— Information supplied —

— begin —

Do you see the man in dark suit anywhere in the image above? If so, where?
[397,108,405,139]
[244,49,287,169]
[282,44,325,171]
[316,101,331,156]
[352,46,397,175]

— end —

— Instruction —
Render all the rows above as a numbered list, omitting any blank lines.

— Expected output —
1. Do you see the man in dark suit anywhere in the image above? If so, where?
2. [397,108,405,139]
3. [244,49,287,169]
4. [282,44,325,171]
5. [316,101,331,156]
6. [352,46,397,175]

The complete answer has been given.